Text to read:
○ ○ ○ ○ ○

AirWair argues that for the purposes of jurisdictional analysis, the Court should not limit the analysis to the seven accused products, but should consider all products City Beach has ever sold anywhere in the United States, including those unrelated to AirWair's claims. Dkt. No. 22 at 10 (Opp'n). Yet the complaint is devoid of information regarding such sales, aside from the vague generalization that "City Beach . . . markets and sells footwear products globally, including in the United States and California." Dkt. No. 1, ¶ 3 (Compl.). Moreover, as City Beach points out, the caselaw requires otherwise. See Dkt. No. 25 at 17 (Reply). For specific jurisdiction, the "substantial connection with the forum State" must be created by the defendant's "suit-related conduct." Walden v. Fiore, 571 U.S. 277, 284 (2014). "When there is no such connection, specific jurisdiction is lacking regardless of the extent of a defendant's unconnected activities in the State." Bristol-Myers Squibb Co. v. Super. Ct. of Cal., S.F. Cty., 137 S. Ct. 1773, 1781 (2017) (citation omitted) (emphasis added).

○ ○ ○ ○ ○

Data extract:
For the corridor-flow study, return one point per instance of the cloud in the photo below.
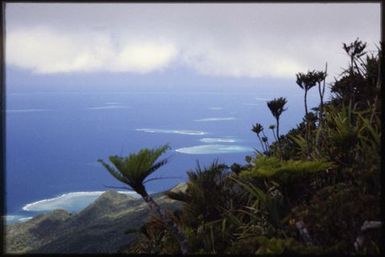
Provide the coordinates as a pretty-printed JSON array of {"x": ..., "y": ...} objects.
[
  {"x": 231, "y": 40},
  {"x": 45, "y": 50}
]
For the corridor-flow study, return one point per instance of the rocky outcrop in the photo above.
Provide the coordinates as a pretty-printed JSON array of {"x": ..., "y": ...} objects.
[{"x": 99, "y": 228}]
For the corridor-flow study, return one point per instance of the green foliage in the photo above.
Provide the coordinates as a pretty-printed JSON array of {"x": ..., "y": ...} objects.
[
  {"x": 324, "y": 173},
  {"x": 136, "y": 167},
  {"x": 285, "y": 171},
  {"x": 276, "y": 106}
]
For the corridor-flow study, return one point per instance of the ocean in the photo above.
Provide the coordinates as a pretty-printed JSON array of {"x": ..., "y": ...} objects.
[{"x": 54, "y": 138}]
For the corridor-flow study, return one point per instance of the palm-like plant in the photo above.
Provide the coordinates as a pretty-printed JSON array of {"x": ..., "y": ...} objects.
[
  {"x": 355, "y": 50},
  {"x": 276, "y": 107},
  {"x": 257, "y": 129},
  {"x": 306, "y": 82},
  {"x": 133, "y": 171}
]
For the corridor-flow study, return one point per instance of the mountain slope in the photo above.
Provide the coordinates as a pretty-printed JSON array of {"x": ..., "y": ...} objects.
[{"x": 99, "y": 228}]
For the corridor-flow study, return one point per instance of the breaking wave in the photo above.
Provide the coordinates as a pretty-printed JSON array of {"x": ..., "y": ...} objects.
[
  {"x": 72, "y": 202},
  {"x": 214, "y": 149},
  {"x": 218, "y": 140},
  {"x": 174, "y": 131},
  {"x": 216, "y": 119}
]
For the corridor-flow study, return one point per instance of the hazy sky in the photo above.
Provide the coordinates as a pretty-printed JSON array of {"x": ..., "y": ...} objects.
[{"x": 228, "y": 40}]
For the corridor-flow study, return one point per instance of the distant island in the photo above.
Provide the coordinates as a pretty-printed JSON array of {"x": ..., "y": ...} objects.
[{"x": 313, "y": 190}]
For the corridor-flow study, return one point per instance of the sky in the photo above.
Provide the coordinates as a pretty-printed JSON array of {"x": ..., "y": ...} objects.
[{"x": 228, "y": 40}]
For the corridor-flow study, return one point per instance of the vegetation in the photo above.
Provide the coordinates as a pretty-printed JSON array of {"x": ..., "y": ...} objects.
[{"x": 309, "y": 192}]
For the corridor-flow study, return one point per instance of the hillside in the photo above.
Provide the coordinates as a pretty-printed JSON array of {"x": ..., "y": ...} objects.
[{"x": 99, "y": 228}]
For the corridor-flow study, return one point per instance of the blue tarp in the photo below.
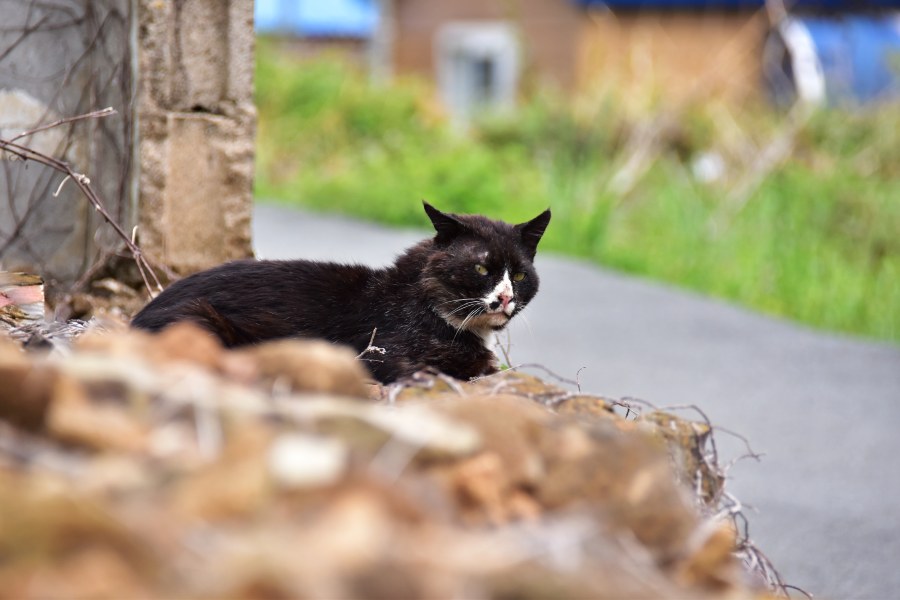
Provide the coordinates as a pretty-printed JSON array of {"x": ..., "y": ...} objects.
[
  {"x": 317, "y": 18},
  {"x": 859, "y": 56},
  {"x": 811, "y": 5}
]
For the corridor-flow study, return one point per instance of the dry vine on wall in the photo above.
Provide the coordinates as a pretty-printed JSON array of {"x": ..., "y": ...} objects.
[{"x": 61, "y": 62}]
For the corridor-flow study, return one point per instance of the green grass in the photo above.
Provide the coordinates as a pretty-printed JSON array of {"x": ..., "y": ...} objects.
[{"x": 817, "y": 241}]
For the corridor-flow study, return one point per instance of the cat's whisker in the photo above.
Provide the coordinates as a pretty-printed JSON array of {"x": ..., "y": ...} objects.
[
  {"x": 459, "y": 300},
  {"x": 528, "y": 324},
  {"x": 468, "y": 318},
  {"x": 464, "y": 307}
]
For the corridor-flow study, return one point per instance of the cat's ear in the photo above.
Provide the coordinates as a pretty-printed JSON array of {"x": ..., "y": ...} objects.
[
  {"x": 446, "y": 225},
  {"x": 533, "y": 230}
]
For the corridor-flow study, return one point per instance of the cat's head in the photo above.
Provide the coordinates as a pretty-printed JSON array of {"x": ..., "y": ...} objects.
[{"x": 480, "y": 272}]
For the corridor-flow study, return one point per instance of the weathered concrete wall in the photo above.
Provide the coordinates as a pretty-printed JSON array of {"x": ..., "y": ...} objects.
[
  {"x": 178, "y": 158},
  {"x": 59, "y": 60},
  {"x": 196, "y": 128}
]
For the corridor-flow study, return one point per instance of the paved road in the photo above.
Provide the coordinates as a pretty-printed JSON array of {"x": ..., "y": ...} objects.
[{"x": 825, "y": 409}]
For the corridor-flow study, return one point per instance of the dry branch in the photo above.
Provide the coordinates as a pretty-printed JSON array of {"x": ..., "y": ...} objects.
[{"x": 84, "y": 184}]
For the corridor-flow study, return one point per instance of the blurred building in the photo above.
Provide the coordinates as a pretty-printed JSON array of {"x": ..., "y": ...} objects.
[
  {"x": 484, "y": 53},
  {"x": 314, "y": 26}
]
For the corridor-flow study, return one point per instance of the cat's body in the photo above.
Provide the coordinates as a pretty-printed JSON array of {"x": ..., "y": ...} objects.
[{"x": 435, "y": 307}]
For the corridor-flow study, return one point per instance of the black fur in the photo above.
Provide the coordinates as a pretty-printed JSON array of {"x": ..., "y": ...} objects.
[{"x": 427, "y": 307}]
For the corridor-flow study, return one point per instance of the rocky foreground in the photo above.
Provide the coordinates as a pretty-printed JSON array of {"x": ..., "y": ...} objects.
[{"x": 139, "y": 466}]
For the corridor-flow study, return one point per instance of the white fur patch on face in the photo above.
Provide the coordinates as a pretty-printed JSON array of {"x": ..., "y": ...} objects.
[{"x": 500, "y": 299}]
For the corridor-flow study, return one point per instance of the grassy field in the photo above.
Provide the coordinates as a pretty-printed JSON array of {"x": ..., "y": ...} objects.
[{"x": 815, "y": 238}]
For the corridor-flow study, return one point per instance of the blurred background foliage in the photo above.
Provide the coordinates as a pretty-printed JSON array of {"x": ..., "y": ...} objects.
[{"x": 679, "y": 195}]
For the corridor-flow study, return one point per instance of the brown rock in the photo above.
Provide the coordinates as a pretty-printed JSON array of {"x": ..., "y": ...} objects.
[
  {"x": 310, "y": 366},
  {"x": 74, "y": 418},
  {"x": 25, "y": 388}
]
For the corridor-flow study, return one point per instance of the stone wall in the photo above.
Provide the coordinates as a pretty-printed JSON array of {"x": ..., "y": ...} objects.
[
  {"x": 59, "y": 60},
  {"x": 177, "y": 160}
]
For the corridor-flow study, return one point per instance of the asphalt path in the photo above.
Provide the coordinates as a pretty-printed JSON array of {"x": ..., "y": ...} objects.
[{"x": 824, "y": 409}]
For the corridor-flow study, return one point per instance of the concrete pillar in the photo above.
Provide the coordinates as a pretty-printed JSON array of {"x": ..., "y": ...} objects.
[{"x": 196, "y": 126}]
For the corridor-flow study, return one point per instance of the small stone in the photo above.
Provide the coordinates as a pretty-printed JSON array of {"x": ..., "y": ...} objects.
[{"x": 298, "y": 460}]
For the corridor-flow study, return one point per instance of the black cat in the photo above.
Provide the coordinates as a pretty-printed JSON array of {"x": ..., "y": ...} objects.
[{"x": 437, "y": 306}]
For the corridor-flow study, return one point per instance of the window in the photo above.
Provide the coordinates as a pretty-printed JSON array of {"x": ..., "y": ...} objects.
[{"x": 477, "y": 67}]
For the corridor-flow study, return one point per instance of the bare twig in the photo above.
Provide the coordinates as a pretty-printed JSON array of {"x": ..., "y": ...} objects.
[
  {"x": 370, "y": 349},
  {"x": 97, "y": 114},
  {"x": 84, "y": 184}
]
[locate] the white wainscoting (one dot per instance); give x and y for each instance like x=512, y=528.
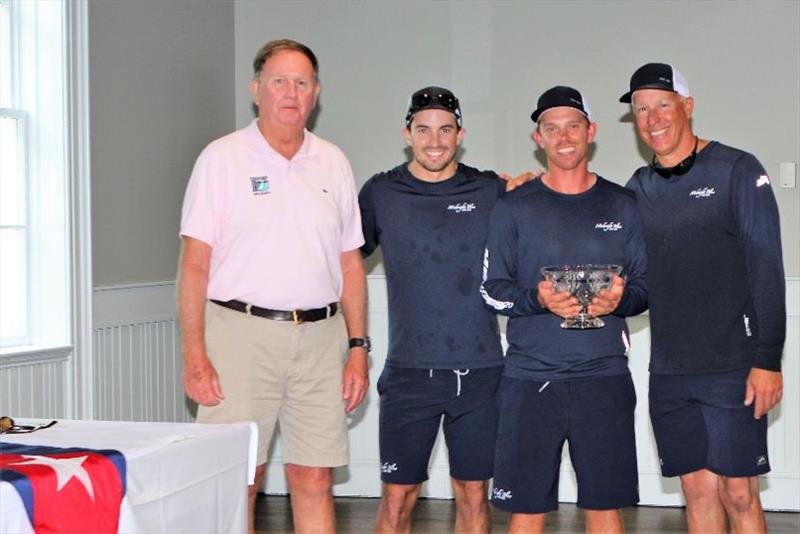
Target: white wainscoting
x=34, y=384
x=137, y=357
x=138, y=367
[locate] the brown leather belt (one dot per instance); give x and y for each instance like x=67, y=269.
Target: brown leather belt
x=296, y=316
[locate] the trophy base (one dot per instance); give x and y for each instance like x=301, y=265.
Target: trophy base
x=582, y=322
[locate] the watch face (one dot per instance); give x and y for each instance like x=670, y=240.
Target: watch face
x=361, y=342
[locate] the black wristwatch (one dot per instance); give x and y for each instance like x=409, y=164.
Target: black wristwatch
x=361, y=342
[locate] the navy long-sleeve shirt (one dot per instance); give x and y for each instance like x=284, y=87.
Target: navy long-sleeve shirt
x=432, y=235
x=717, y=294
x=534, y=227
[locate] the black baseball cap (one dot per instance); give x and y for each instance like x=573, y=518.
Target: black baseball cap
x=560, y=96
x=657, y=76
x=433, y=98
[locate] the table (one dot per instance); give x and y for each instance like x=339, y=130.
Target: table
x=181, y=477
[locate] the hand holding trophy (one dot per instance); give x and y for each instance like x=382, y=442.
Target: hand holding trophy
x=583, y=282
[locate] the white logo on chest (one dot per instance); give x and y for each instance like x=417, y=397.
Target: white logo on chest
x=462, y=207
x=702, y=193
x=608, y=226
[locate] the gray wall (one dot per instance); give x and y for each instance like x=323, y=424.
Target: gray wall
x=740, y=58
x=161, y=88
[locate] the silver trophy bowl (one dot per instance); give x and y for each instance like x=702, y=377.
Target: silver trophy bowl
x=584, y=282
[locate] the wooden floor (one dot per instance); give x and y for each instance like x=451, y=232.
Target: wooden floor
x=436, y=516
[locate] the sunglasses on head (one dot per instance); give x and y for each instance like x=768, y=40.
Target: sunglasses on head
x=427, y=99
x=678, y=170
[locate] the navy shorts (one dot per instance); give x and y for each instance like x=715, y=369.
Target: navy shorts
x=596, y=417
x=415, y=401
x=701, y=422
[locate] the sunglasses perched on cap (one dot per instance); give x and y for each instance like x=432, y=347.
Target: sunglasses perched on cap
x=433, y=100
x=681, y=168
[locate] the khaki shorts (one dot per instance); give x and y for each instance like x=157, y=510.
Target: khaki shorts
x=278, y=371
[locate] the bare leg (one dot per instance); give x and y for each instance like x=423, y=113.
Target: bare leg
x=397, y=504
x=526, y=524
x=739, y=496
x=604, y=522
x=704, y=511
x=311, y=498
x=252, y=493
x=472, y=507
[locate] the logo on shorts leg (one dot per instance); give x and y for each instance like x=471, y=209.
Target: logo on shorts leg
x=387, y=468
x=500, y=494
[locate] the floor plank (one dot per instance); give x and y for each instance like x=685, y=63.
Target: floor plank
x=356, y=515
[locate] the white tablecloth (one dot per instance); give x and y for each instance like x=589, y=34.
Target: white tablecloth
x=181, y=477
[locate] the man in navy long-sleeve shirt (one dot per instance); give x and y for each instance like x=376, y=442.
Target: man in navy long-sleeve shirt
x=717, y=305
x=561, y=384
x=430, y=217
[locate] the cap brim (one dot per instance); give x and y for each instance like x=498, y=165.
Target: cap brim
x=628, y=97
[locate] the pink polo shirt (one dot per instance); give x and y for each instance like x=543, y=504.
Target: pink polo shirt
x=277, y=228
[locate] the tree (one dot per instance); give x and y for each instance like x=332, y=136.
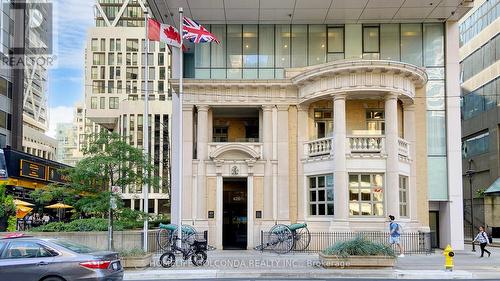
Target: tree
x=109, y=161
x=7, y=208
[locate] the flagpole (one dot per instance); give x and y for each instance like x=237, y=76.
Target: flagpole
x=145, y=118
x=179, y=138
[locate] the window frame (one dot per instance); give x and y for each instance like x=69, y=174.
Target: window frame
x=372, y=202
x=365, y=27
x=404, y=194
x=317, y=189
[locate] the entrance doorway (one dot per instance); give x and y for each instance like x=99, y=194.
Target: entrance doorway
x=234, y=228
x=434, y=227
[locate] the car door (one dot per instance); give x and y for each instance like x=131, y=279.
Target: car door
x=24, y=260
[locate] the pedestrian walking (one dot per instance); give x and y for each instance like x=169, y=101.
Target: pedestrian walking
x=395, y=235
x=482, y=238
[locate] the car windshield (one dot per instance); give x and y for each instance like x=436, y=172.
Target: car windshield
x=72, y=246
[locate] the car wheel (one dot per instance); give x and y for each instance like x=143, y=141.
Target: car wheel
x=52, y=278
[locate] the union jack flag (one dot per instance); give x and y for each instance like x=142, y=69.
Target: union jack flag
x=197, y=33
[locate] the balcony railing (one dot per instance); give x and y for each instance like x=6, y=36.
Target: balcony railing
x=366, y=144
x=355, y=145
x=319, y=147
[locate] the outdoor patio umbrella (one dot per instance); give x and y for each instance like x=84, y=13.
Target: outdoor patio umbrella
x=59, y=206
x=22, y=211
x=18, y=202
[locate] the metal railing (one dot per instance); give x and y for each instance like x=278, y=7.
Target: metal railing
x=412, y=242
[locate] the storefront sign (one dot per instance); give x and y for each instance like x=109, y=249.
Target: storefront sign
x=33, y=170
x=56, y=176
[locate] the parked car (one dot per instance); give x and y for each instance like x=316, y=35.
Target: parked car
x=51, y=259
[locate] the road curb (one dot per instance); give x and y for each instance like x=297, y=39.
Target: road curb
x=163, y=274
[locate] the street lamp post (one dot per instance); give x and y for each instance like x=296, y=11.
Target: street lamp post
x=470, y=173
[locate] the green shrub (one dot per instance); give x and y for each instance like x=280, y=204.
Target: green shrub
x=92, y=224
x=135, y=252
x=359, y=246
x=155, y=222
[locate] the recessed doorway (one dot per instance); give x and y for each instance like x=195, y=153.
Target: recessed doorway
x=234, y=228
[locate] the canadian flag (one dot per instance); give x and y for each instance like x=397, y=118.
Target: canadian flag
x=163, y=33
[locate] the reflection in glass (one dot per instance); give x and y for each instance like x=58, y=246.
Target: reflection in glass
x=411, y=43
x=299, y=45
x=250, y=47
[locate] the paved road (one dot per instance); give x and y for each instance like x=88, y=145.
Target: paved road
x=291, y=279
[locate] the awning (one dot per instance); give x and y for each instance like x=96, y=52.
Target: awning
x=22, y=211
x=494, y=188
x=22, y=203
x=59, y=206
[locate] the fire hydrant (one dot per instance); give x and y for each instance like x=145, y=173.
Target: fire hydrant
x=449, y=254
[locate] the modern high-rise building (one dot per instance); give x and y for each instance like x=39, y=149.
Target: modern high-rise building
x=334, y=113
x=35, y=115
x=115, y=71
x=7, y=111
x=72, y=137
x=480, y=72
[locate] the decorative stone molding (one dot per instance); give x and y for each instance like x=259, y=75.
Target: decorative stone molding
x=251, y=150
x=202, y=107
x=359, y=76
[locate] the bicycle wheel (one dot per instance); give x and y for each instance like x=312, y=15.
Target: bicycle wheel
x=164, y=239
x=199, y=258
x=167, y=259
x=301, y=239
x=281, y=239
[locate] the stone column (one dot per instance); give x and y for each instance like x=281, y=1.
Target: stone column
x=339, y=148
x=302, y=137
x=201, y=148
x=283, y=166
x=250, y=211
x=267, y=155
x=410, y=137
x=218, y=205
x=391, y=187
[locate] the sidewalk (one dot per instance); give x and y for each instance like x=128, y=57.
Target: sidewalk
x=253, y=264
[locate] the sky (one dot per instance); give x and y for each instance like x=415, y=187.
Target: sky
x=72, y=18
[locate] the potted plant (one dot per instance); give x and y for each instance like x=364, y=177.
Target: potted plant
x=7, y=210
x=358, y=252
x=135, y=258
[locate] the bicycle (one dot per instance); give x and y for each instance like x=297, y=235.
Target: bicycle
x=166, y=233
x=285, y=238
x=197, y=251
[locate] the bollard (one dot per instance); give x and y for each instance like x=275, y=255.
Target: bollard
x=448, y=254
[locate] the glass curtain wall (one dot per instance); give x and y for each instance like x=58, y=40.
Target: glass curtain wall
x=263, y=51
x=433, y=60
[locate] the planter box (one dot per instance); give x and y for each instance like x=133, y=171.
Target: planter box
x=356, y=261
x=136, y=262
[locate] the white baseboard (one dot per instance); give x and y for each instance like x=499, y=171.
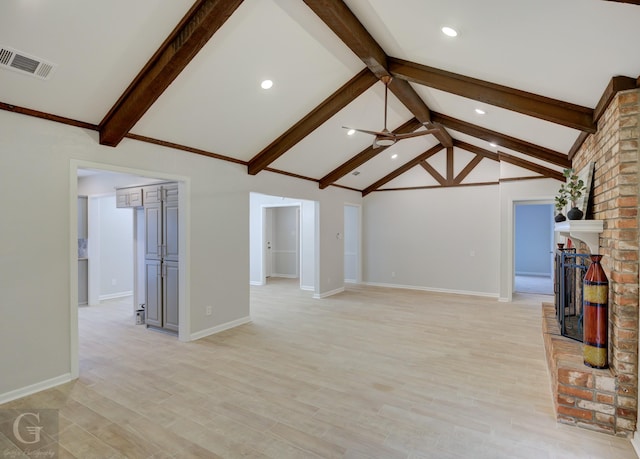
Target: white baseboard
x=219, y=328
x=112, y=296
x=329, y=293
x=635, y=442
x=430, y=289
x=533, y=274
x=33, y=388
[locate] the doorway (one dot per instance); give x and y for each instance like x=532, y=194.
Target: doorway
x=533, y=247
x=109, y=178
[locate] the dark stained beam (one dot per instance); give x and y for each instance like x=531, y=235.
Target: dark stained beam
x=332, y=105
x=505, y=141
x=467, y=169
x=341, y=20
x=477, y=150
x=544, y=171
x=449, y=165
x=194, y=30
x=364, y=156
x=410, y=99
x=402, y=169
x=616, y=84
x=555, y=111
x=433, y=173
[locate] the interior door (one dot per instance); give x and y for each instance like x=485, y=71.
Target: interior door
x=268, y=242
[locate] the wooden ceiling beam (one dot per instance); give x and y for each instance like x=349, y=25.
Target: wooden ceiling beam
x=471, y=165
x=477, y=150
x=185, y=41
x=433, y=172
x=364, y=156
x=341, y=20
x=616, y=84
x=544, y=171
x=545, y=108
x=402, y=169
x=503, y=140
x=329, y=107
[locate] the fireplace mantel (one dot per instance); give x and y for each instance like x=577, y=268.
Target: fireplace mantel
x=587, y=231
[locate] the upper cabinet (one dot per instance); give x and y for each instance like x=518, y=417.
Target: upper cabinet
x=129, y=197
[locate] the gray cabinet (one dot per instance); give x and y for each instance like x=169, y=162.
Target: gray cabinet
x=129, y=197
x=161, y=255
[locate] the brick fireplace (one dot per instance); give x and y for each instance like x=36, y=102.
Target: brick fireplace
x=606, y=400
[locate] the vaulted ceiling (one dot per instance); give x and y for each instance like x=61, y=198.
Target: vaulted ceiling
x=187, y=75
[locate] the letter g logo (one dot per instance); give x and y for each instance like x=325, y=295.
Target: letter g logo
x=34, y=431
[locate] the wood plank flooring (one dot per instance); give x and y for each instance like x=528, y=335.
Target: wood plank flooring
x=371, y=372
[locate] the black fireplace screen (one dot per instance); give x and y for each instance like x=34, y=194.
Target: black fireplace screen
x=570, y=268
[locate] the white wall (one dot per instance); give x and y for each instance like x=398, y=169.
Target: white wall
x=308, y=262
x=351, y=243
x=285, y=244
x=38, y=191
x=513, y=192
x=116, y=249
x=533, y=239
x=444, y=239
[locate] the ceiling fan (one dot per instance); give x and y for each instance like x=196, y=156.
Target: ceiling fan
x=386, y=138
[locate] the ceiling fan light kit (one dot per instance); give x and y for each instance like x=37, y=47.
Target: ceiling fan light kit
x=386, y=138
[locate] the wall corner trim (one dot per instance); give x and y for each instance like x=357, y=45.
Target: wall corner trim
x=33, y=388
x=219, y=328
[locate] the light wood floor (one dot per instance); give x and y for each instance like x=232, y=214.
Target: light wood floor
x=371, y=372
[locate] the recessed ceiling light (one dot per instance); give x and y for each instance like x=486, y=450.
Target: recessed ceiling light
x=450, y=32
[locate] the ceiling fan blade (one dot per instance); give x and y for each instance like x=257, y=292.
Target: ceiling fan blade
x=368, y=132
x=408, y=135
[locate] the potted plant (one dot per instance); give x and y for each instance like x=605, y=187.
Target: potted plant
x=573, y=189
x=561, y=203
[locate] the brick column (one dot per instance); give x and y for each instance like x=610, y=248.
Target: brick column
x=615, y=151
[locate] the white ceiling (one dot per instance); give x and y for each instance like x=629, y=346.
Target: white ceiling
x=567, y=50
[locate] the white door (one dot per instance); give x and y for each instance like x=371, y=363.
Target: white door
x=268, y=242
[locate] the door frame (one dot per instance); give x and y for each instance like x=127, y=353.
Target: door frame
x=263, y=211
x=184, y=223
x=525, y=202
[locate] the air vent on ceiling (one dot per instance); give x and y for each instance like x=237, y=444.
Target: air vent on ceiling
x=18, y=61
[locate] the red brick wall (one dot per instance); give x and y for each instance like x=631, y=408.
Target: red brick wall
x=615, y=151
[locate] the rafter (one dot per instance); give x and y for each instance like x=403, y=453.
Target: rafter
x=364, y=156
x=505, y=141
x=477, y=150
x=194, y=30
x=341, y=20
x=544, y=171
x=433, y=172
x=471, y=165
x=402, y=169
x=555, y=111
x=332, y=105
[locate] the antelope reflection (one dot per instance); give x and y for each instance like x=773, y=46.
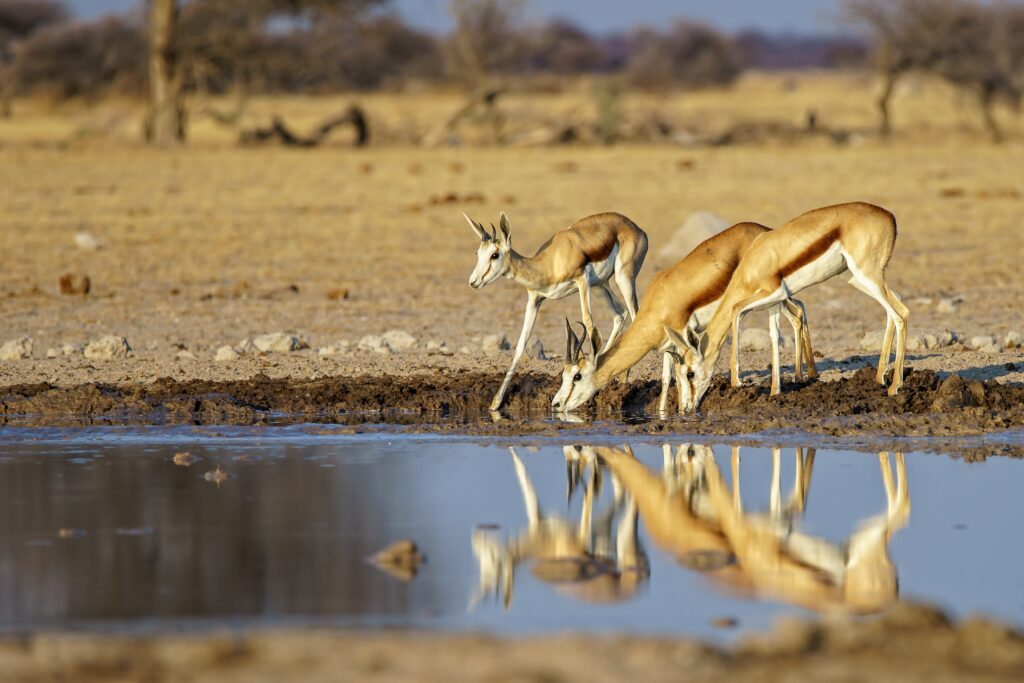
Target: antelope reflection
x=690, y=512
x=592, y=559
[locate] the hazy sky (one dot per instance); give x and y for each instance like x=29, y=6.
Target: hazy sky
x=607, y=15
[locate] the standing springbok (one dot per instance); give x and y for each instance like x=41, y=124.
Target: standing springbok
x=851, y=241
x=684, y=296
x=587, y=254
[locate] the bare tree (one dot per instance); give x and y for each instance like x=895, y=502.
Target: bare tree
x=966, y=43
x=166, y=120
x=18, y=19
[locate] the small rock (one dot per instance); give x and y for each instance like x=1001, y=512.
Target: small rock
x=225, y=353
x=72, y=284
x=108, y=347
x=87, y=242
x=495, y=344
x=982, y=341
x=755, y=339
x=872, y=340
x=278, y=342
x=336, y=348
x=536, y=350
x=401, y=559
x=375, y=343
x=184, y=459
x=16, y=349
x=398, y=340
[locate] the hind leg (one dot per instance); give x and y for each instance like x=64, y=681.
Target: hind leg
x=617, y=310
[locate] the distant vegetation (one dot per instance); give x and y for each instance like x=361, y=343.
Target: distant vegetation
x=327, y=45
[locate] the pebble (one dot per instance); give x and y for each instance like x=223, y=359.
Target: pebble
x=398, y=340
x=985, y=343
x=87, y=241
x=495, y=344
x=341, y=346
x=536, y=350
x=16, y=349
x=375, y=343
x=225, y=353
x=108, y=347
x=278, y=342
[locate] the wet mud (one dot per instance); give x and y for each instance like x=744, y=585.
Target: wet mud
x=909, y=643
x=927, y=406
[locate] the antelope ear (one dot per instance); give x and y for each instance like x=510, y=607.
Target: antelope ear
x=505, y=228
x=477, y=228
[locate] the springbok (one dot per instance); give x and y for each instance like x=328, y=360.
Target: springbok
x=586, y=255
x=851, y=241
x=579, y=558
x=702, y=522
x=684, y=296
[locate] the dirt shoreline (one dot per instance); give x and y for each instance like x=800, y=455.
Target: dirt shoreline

○ ○ ○ ○ ○

Set problem 1: Decide whether each statement agrees with the jurisdiction excerpt, answering yes or no and quoting the deciding words. (a) AirWair asks the Court to limit its analysis to the seven accused products. (b) The complaint states that City Beach sells footwear products in California. (c) Walden v. Fiore was decided in 2017.
Set problem 2: Name every docket number cited in the jurisdiction excerpt, along with the short label given in parentheses for each.
Set problem 3: Please pick up the jurisdiction excerpt after its final sentence and carry it forward.
The records are separate material from the jurisdiction excerpt.

Final result 1:
(a) No: "the Court should not limit the analysis to the seven accused products"
(b) Yes: "markets and sells footwear products globally, including in the United States and California."
(c) No: "Walden v. Fiore, 571 U.S. 277, 284 (2014)."

Final result 2:
Dkt. No. 22 (Opp'n)
Dkt. No. 1 (Compl.)
Dkt. No. 25 (Reply)

Final result 3:
A. Purposeful Direction
AirWair does not allege City Beach took any action inside California; thus, the first prong can be met only if AirWair establishes that City Beach purposefully directed actions toward California. The purposeful direction analysis follows the Calder "effects" test: City Beach must have "(1) committed an intentional act, (2) expressly aimed at the forum state, (3) causing harm that the defendant knows is likely to be suffered in the forum state." Dole Food Co. v. Watts, 303 F.3d 1104, 1111 (9th Cir. 2002). AirWair argues that City Beach is "using Borderfree as an instrument to sell goods in the United States," citing decisions in which the finding of personal jurisdiction was based on a party's relationship to resellers and a party's knowledge that the products would be sold in the plaintiffs' forum states. Dkt. No. 22 at 7, 9, 12 (Opp'n).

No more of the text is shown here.